** TASK STATEMENT **
Transcribe all of the listing exactly.

** DATA FOR PROCESSING **
__________________________________________________

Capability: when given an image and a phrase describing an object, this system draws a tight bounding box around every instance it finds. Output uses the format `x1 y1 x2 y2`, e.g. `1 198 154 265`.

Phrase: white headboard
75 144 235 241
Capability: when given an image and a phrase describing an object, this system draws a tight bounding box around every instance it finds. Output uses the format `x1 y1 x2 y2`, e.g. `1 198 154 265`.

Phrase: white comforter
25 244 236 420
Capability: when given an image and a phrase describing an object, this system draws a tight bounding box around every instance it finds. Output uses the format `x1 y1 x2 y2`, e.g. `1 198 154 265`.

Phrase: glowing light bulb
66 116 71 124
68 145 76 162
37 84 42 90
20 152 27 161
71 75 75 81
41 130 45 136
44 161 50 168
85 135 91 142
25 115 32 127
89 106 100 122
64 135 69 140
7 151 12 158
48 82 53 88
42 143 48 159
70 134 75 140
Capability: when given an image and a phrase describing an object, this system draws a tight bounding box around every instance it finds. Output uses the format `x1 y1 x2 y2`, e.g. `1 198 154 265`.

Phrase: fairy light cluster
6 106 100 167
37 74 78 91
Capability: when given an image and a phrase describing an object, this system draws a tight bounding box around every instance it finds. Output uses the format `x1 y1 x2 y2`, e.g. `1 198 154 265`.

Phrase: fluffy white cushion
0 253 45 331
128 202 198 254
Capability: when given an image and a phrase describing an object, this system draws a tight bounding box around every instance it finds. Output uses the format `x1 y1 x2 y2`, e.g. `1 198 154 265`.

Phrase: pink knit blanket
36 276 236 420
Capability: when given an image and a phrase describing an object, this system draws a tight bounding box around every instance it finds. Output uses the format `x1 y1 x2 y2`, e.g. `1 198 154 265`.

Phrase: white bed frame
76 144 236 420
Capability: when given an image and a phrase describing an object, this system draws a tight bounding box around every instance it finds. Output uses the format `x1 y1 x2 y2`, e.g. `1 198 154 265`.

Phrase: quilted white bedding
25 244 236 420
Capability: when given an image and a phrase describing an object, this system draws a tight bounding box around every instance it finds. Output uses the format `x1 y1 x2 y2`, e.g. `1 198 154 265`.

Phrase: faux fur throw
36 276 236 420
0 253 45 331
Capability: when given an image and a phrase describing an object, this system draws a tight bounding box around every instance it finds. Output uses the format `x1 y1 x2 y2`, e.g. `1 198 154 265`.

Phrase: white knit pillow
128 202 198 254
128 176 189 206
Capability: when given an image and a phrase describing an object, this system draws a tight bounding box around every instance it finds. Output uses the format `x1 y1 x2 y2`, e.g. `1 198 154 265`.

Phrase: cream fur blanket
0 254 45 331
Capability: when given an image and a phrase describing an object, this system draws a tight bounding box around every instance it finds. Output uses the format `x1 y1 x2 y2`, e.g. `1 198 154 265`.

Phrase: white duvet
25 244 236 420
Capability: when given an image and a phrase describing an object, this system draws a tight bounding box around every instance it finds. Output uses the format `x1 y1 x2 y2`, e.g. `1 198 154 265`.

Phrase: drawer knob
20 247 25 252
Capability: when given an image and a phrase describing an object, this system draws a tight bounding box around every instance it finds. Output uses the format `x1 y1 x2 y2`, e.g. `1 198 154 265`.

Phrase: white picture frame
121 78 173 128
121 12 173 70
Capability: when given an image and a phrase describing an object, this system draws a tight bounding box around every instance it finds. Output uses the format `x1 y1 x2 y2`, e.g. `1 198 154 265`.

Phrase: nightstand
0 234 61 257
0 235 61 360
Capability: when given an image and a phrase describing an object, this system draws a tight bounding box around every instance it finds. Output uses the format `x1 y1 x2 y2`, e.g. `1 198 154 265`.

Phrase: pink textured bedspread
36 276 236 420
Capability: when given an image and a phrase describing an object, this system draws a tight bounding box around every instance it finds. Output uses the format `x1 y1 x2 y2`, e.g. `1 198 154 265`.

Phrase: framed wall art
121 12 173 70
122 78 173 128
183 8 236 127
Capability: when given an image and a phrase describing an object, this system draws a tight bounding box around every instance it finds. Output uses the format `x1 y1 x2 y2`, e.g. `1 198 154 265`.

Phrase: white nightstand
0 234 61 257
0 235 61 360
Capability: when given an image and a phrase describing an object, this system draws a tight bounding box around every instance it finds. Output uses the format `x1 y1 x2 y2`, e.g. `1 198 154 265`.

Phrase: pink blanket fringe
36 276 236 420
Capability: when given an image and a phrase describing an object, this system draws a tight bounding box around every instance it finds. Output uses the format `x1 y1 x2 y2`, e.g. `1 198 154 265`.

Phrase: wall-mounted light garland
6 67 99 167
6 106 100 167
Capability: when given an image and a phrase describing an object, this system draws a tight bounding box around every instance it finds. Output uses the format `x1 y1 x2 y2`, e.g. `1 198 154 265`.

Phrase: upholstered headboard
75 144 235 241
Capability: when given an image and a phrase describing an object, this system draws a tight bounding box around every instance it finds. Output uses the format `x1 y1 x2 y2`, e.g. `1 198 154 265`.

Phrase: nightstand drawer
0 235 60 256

__________________________________________________

** SOLUTION TO THIS EXERCISE **
Capability: when given an image and a phrase describing an object, this system draws a tight bounding box around every instance it finds. Output uses the format `x1 y1 x2 y2`, e.g. `1 198 154 265`.

Phrase: white headboard
75 144 235 241
Capability: when given an image and a phrase describing an object, this system draws a tight bounding box around every instance it finds. Output uses the format `x1 y1 x2 y2`, e.g. `1 198 154 265`.

Phrase: white comforter
25 244 236 420
Capability: when given an image and a phrase describing an object, this system draws a tight bounding box around every instance it finds. Output uses the format `x1 y1 x2 y2`, e.g. `1 198 154 265`.

Phrase: glowing light bulb
66 116 71 124
68 145 76 162
37 84 42 90
20 152 27 161
71 75 75 81
41 130 45 136
44 161 50 168
85 135 91 142
25 115 32 127
89 106 100 122
64 135 69 140
7 151 12 158
48 82 53 88
42 143 48 159
70 134 75 140
Capability: when given an image and a phrase describing an object, this system draws a tight bounding box around every instance it finds. Output uses the format `x1 y1 x2 y2`, e.g. `1 198 154 265`.

Phrase: fairy light cluster
6 106 100 167
37 74 78 91
Capability: when given an image and a phrase describing an object, this system draws a tight bounding box around every instance it finds. Output uses the format `x1 y1 x2 y2`, e.g. `1 198 154 265`.

Phrase: fluffy white cushion
0 253 45 331
128 202 198 254
Capability: when given an image and a phrase describing an object, this system draws a tight bounding box around every instance it finds. Output uses the format `x1 y1 x2 y2`, e.g. `1 198 154 265`.

Phrase: pink knit blanket
36 276 236 420
Capability: when given an image and a phrase describing an object, this system draws a tight bounding box around every instance it finds. Output uses the format `x1 y1 x2 y2`, e.g. `1 198 154 265`.

Phrase: white bed frame
76 144 236 420
Capability: when given an image and a phrase describing an object, this system draws a tight bounding box around every instance it finds. Output uses the format `x1 y1 x2 y2`, e.g. `1 198 154 265`.

Phrase: quilted white bedding
25 244 236 420
Capability: when given an image and a phrase describing an object, this system draws a tight bounding box around every instance it finds. Output uses the format `x1 y1 x2 y2`, e.g. `1 198 154 265`.

Phrase: faux fur throw
36 276 236 420
0 253 45 331
Capability: when given an image and a phrase describing an object, this system draws a tight bounding box around every instance it finds. Output uses the format `x1 y1 x2 y2`, e.g. `1 198 154 265`.

Phrase: white knit pillow
128 202 198 254
128 176 189 206
Capability: when given an image and a phrase describing an object, this system draws a tight bounding box around every instance it finds. Output uses the format `x1 y1 x2 y2`, e.g. `1 198 154 265`.

Phrase: cream fur blanket
0 254 45 331
Capability: when given an image and a phrase describing an object, this system draws a tight bounding box around every instance it finds. Output uses the format `x1 y1 x2 y2`, e.g. `1 198 154 265`.

Phrase: white duvet
25 244 236 420
Capability: when given an image and a phrase describing an object, this system draws a tight bounding box around every instance it finds. Output uses the format `x1 y1 x2 y2`, e.g. `1 198 154 265`.

Phrase: drawer knob
20 247 25 252
Capability: when given an image and a phrase describing an object, this system draws a tight bounding box around every instance it finds. Output uses the format `x1 y1 x2 y2`, e.g. `1 198 154 265`.

Phrase: white picture frame
121 78 173 128
121 12 173 70
Capability: when given an image and a phrase describing an object, this system draws a tight bounding box around every instance it finds. Output uses the format `x1 y1 x2 y2`, e.g. `1 198 154 265`.

Phrase: nightstand
0 234 61 257
0 235 61 360
Capability: when given an image and a phrase describing an object, this system draws a tight bounding box around every instance it finds. Output uses the format `x1 y1 x2 y2`, e.g. `1 198 154 265`.

Phrase: pink textured bedspread
36 276 236 420
Capability: when given an image and a phrase describing an object, this system draws a tight bounding box around every instance it finds. Output uses the format `x1 y1 x2 y2`, e.g. `1 198 154 265`.

Phrase: framed wall art
121 12 173 70
122 78 173 128
183 8 236 127
Capability: when given an image and a phrase describing an object, this system draws a tight bounding box around every instance it finds. Output uses the format `x1 y1 x2 y2`, e.g. `1 198 154 265`.

Phrase: white nightstand
0 234 61 257
0 235 61 360
Capability: when given an image and a phrase describing an object, this system draws a tight bounding box around every instance it finds. Output uses the format `x1 y1 x2 y2`, e.g. `1 198 154 265`.

Phrase: pink blanket fringe
36 276 236 420
Capability: when given an image and a phrase describing an object, this system draws a tight bounding box around every instance it finds. Output uses the format `x1 y1 x2 y2`, e.g. `1 198 154 265`.

Phrase: wall-mounted light garland
6 67 99 167
6 106 100 167
Capability: when given an image and a phrase describing an object, this system draws a tight bounding box around every instance it finds. Output uses the format `x1 y1 x2 y2`, e.g. `1 198 154 265`.

Phrase: upholstered headboard
75 144 235 241
Capability: when given an image and a phrase describing an object, this system draws a tight bounding box around every instance it finds. Output uses the format `x1 y1 x2 y2`, e.g. `1 198 154 265`.

Phrase: nightstand drawer
0 235 60 256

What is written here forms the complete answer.